__Exercise A__. Count the lines in the records below that contain the word "window", and reply with that number alone.

__Source document__.
<<<<

The 2005 Lexus Cup was the inaugural edition of the annual golf match competed by women representing Asia and an international squad. Each team was made up of twelve members. The competition took place at the Tanah Merah Country Club in Singapore from 9–11 December 2005. Lexus was he title sponsor while Rolex, DBS, Singapore Airlines, and Singapore Sports Council are main sponsors. The total purse was US$960,000, with $50,000 going to each member of the winning team and $30,000 to members of the other team.

The International team won solidly in the first annual event, 16 points to 8.

Teams
As in the similar team events of the Ryder Cup (USA vs. Europe men), Presidents Cup (USA vs. "International" men, i.e. rest of the world excluding Europe), and Solheim Cup (USA vs. Europe women), each team consisted of twelve players. Each captain appointed their remaining team members.

>>>>

__Data lines__.
<<<<

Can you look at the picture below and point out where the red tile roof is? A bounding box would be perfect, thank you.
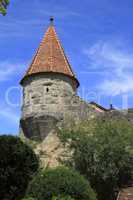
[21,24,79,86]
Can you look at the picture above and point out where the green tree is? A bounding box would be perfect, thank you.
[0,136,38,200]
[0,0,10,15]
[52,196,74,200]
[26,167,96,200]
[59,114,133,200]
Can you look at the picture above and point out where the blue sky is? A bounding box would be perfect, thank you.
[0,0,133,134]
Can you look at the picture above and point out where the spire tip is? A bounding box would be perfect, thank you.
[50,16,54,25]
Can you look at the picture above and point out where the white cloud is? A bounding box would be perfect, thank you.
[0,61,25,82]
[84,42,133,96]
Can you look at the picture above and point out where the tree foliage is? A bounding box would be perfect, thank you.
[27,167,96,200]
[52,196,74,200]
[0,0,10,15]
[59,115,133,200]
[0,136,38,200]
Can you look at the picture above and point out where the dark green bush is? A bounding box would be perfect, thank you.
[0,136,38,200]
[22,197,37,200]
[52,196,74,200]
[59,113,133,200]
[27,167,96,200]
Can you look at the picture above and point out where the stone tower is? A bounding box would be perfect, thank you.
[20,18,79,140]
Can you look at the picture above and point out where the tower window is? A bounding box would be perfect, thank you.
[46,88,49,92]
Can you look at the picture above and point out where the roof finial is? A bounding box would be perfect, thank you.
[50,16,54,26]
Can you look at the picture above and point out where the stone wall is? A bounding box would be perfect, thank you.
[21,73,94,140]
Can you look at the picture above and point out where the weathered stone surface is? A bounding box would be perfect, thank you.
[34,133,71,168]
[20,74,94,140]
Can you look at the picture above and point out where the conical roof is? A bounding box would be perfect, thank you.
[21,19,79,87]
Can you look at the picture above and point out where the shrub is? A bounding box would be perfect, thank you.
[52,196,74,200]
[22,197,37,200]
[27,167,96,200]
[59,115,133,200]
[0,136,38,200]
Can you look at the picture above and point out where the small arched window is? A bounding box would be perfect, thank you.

>>>>
<<<<

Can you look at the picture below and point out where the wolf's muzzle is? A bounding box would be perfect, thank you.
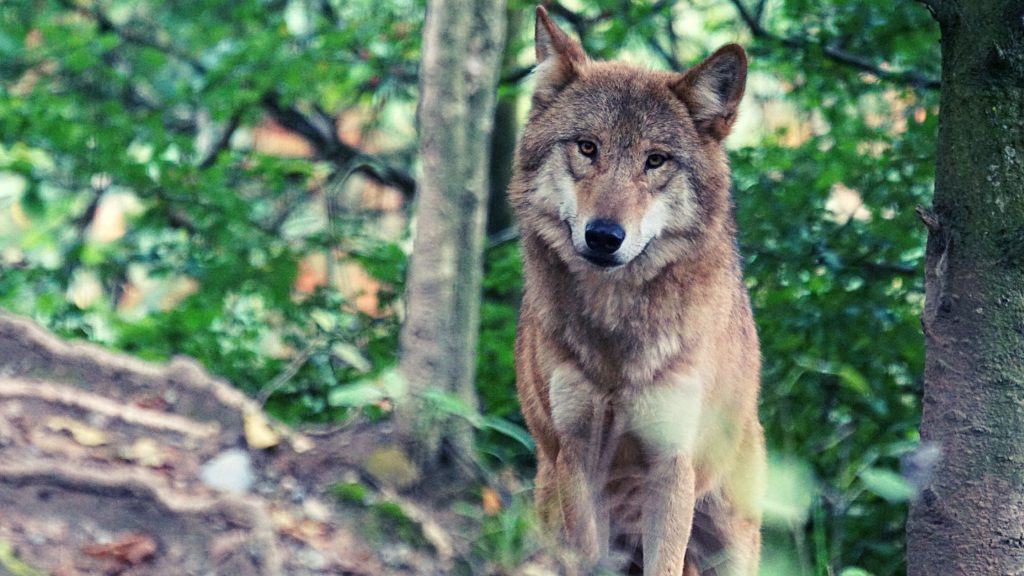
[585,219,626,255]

>>>>

__Exercise B__. According to the Lexus Cup text, where was the 2005 competition played?

__Complete answer A__. 2

__Complete answer B__. At the Tanah Merah Country Club in Singapore.